EXERCISE PROMPT » Copy the data below verbatim, line for line.

Coordinate annotation entries
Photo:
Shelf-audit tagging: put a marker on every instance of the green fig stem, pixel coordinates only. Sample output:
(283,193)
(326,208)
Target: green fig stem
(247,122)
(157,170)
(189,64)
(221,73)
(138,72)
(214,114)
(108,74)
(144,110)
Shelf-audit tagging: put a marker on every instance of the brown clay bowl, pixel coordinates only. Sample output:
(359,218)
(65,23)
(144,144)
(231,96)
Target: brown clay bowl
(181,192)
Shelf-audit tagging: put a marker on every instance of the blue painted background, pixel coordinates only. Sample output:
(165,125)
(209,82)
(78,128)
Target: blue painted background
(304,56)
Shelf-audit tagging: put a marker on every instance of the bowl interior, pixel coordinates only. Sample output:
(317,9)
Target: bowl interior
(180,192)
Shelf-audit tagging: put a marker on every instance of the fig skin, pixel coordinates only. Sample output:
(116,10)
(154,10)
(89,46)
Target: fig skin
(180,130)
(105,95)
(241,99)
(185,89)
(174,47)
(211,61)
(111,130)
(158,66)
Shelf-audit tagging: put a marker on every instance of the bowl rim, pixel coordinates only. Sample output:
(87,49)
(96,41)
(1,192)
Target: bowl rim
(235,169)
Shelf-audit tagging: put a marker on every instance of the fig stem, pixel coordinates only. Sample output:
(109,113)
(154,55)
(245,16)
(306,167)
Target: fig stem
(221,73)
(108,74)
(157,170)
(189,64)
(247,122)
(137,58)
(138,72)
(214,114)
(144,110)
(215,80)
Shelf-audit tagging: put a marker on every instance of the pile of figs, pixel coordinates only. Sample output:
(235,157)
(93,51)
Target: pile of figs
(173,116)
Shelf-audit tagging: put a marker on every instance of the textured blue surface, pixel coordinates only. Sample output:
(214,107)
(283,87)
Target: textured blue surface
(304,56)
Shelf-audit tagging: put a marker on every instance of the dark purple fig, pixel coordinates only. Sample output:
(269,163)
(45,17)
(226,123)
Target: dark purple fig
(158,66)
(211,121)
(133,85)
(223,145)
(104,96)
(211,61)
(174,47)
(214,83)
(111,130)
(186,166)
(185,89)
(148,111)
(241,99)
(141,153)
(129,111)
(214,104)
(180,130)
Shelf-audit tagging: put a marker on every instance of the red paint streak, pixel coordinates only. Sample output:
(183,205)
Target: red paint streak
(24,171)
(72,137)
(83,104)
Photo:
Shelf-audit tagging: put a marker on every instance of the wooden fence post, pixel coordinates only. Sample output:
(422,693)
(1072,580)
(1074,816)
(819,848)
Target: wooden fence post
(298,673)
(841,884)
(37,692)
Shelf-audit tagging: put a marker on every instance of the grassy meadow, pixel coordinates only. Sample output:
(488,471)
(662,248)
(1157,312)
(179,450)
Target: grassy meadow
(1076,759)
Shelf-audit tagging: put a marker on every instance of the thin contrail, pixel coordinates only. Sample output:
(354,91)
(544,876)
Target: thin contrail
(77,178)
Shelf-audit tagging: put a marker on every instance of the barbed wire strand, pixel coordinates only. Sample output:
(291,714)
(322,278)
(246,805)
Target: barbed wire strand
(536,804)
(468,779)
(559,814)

RESULT FOR THIS TASK »
Photo:
Shelf-audit tagging: put a marker on every instance of the green fig stem, pixel coordinates only. Sample output:
(283,193)
(326,208)
Target: green fig stem
(247,122)
(157,170)
(189,64)
(221,73)
(138,72)
(214,114)
(108,74)
(144,110)
Shelf-audit tagging: put a marker on every instance of the brown clay bowl, pixel coordinates only. Sample output:
(359,218)
(65,23)
(144,144)
(231,96)
Target: brown clay bowl
(181,192)
Shelf-audit tagging: put a marker on every instance of the blue painted background, pixel coordinates only. Sample output:
(165,125)
(209,82)
(78,128)
Target: blue painted background
(304,56)
Shelf-audit tagging: put a marker on every instance of the bowl interior, pixel coordinates only. Sample output:
(317,9)
Target: bowl interior
(180,192)
Shelf-audit tagging: put a marker on every instance of the fig skin, pixel coordinates only. Sample output:
(116,10)
(154,10)
(89,46)
Target: fig skin
(180,130)
(105,95)
(241,99)
(185,89)
(174,47)
(211,61)
(111,130)
(158,66)
Shelf-audit tagging: put a marker on every instance of the bowl rim, pixel coordinates only. Sample output:
(87,49)
(96,41)
(1,192)
Target: bowl rim
(235,169)
Shelf-audit tagging: put a marker on every instance of the fig stem, pixel coordinates only. Sample output:
(109,113)
(154,55)
(245,16)
(306,167)
Target: fig stem
(221,73)
(108,74)
(157,170)
(189,64)
(247,122)
(137,58)
(138,72)
(214,114)
(144,110)
(215,80)
Shelf-audit tagging: put a marker on every instance of the pile of figs, pixel coordinates only. Sample output:
(235,157)
(93,51)
Target: pile of figs
(173,116)
Shelf-audit tagging: put a marker on every instance of the textured blue surface, pixel coordinates only. Sample output:
(214,107)
(283,87)
Target: textured blue surface
(304,56)
Shelf-audit tagging: put a marker on every instance of the dark purple fig, pixel coordinates only. Sample output:
(269,163)
(45,17)
(226,123)
Target: dark purple fig
(158,66)
(211,121)
(133,85)
(223,145)
(104,96)
(211,61)
(174,47)
(214,83)
(111,130)
(186,166)
(185,89)
(148,111)
(241,99)
(141,153)
(129,111)
(214,104)
(180,130)
Shelf-audit tagging: put a marker on every instance of the red paint streak, pixel coordinates only. Sample output:
(183,205)
Target: red paint streak
(24,171)
(72,137)
(83,104)
Photo:
Shelf-audit tagging: put a marker on every instance of the wooden fence post, pixel coordinates only. Sample output:
(422,693)
(1072,580)
(1074,816)
(819,848)
Target: wooden fence post
(298,673)
(841,884)
(37,692)
Shelf-audit tagging: put a marker on every instance of the grassy meadow, pixel coordinates only. Sample output:
(488,471)
(662,248)
(1157,312)
(179,450)
Target: grassy meadow
(1076,759)
Shelf-audit tagging: put a marker on every instance of the thin contrail, pixel coordinates only. Sample output:
(354,91)
(544,876)
Target: thin contrail
(77,178)
Shelf-audit tagging: put a marker on every instance of the barbed wire strand, pixel coordinates only. Sample output:
(291,714)
(322,278)
(246,805)
Target: barbed wire strand
(536,804)
(468,779)
(559,814)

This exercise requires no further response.